__THE PROBLEM__: Scale the entries from the line with "One keypoint belongs on each instance. Indicate the cinnamon" through the end of the entries. Rewrite only those lines, keeping the requests unchanged, and multiply every point coordinate by 1.4, rounding to whole numbers with halves rounded up.

__GIVEN DATA__:
-------
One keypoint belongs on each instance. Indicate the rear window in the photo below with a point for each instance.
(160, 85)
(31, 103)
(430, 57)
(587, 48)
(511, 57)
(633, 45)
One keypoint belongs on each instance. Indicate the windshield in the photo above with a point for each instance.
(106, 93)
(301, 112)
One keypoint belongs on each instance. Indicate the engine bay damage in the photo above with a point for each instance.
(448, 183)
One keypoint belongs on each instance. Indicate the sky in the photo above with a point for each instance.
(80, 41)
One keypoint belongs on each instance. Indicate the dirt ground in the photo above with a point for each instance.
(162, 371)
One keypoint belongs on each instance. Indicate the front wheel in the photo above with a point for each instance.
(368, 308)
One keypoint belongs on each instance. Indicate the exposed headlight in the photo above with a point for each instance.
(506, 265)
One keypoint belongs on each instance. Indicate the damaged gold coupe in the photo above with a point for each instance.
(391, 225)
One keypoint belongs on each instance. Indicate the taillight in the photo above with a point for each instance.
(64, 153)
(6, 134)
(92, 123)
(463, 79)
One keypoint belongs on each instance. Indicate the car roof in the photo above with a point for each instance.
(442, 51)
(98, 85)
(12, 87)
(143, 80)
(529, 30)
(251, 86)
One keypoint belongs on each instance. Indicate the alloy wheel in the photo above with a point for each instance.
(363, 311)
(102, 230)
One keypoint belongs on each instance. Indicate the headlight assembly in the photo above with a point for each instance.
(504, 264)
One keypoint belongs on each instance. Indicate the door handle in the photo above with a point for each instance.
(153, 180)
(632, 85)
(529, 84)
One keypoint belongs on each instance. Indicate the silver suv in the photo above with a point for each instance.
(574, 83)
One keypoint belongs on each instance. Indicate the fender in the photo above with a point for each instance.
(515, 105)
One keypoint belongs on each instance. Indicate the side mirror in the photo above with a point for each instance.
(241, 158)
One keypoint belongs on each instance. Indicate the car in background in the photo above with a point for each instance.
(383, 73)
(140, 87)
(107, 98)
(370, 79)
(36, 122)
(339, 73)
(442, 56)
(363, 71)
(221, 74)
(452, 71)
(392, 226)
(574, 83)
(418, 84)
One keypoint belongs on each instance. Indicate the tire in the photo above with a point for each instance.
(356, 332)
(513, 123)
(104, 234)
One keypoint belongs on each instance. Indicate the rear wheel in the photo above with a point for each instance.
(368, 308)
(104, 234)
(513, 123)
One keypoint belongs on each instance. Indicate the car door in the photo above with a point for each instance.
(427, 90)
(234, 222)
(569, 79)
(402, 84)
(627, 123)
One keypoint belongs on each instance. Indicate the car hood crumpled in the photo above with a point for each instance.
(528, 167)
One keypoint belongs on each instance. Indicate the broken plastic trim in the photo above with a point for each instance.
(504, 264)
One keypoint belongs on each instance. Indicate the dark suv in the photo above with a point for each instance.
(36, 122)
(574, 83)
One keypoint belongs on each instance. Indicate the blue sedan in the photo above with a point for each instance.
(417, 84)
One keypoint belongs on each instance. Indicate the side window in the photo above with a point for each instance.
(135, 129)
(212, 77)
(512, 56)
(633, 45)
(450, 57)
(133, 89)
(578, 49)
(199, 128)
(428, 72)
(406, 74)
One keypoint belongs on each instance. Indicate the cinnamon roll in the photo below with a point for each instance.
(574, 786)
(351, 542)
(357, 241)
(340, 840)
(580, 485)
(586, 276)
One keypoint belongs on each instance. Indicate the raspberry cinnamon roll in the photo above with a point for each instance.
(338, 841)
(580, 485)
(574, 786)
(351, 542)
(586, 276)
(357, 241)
-------
__ANSWER TO THIS PROBLEM__:
One keypoint belongs on each instance. Indicate the cinnamon roll in the photo below with a point for each instance.
(804, 1100)
(491, 759)
(500, 337)
(476, 1176)
(812, 679)
(820, 386)
One keypoint belongs on each instance. Indicate the raspberry cinnamon roll in the photo above with a point for each instance.
(473, 1177)
(812, 679)
(804, 1100)
(491, 759)
(820, 386)
(500, 337)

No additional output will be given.